» Sezione del documento:
——

Giornalismo

Simonetta Fiori: “Investimenti per la scuola pubblica, la ricetta per alzare il livello culturale in Italia”

15 Aprile 2025

Figlia d’arte e allieva di Eugenio Scalfari, dal quale afferma di aver imparato molto, non solo a livello professionale, ma anche umano e civile, per Simonetta Fiori, da 35 anni a Repubblica, la cultura è sempre stata la forma di giornalismo prediletta, e quando nel 1989 Eugenio Scalfari riesce a varare il primo inserto culturale di Repubblica “Mercurio” lei si fa trovare pronta. Dal suo osservatorio racconta come è cambiato in questi anni il giornalismo culturale: a popolarità diventa più importante del pensiero critico, con inevitabili conseguenze sulla qualità del dibattito pubblico. Intervistare una delle maggiori intervistatrici italiane è stato per me un grande onore.

Questa è solo un’anticipazione di un’intervista integrale che sarà pubblicata nella seconda metà del 2025, in un libro intitolato “Giornaliste Italiane” un progetto nato con l’editore Luca Sossella e che comprende già un primo volume “Giornalisti Italiani” attualmente in libreria. L’idea è quella di proseguire il viaggio, iniziato con i giornalisti, attraverso la storia del giornalismo italiano e del nostro Paese, dagli anni ’70 ad oggi. Come già successo per le interviste ai giornalisti, anche per questo secondo volume, alcune parti delle interviste alle giornaliste, soprattutto quelle che riguardano argomenti di attualità, saranno pubblicate in anteprima su Gli Stati Generali.

Come è cambiato in generale il modo di fare giornalismo e in particolare come è cambiato per te in questi anni di carriera?

——

» Dati registrati:
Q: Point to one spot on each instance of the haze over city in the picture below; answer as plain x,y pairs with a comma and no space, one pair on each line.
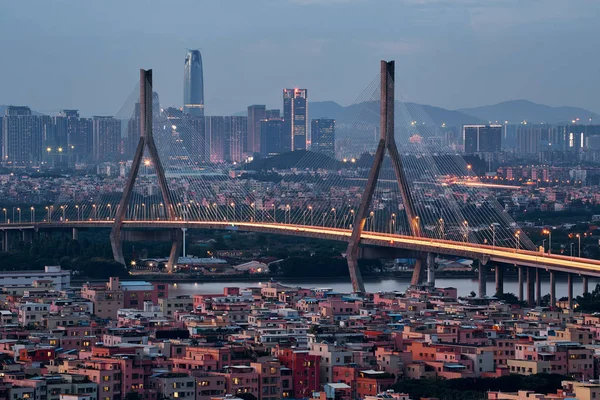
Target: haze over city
193,205
453,54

——

» Quesito scritto 1: Secondo l'intervista a Simonetta Fiori, in quale anno Eugenio Scalfari riuscì a varare il primo inserto culturale di Repubblica?
» Quesito scritto 2: Trascriva senza alcuna modifica il passo dell'intervista a Simonetta Fiori, partendo dalle parole "Questa è solo" e fermandosi dopo le parole "anni di carriera?".

» Risposta completa 1: Nel 1989.

» Risposta completa 2:
Questa è solo un’anticipazione di un’intervista integrale che sarà pubblicata nella seconda metà del 2025, in un libro intitolato “Giornaliste Italiane” un progetto nato con l’editore Luca Sossella e che comprende già un primo volume “Giornalisti Italiani” attualmente in libreria. L’idea è quella di proseguire il viaggio, iniziato con i giornalisti, attraverso la storia del giornalismo italiano e del nostro Paese, dagli anni ’70 ad oggi. Come già successo per le interviste ai giornalisti, anche per questo secondo volume, alcune parti delle interviste alle giornaliste, soprattutto quelle che riguardano argomenti di attualità, saranno pubblicate in anteprima su Gli Stati Generali.

Come è cambiato in generale il modo di fare giornalismo e in particolare come è cambiato per te in questi anni di carriera?